__Problem__
Change "innermost" to "most central" everywhere in the material below, and keep every other word untouched.

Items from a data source

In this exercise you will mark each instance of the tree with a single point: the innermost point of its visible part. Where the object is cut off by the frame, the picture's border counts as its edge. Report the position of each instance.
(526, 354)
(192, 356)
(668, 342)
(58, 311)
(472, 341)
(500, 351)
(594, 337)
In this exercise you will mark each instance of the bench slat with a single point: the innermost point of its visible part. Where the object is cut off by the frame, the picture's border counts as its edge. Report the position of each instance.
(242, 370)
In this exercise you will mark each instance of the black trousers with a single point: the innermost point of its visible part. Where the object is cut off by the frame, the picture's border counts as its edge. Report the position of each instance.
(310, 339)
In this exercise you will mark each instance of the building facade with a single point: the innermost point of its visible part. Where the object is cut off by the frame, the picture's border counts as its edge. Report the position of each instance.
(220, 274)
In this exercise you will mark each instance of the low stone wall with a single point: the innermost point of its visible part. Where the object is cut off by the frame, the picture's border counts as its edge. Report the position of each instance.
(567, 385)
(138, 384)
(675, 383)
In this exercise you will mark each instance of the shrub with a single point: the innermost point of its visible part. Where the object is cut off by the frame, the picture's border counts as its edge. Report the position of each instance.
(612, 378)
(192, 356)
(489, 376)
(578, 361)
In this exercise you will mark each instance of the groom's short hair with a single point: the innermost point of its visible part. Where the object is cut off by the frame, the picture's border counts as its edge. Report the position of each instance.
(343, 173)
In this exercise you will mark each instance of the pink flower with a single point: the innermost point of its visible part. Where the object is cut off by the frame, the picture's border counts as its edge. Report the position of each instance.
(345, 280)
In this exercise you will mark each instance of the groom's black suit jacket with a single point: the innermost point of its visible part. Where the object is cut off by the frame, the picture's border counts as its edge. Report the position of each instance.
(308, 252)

__Response below__
In this exercise you will mark each instance of the tree with a single point: the most central point of its visible part. Where the object is cut off by the frame, the picture's border counts as its edge. Report the position of each instance.
(526, 354)
(192, 356)
(668, 342)
(58, 311)
(472, 341)
(500, 351)
(594, 337)
In this exercise you will mark each instance of the bench slat with a single point: the most central point of its visible part. Where the object is cut off by the frame, the picture's border counts as its edge. Report the position of each instance.
(242, 370)
In this exercise you will mark each instance of the black trousers with a single point: the most central point of its visible part. Where the object is cut off by the frame, the picture's border counts as its edge. Report the position of each instance.
(310, 339)
In this exercise you will mark each instance of the building facade with a single point: the most central point of its visible part. Where the object is cut off by the frame, the picture's border counts as its edge. Report the position of each instance.
(220, 274)
In this exercise you will mark each instance of the low stone wall with a single point: the most central point of its visible part. Where the object is cut off by the frame, the picture's border counts as its edge. Report the position of each instance.
(567, 385)
(138, 384)
(675, 383)
In this exercise you will mark each instance of the shrub with a single point: the most central point of its visible part. Where the object is cut off by the frame, the picture's border counts as its edge. Report the position of each instance.
(612, 378)
(192, 356)
(489, 376)
(578, 361)
In this exercise you will mark each instance of the groom's short hair with a single point: the most central point of its visible part. Where the object is cut off by the frame, the picture's border counts as its edge. Report the position of each instance.
(343, 173)
In this exercise you will mark each instance of the pink flower with a single point: the most central point of its visible part. Where the object is cut off by the frame, the picture's border counts as its edge. Report the position of each instance.
(345, 280)
In this exercise you will mark each instance of the groom's black suit jacket with a single point: the most central point of its visible part. Where the object is cut off by the frame, the picture's border counts as its edge. Report the position of each instance.
(308, 252)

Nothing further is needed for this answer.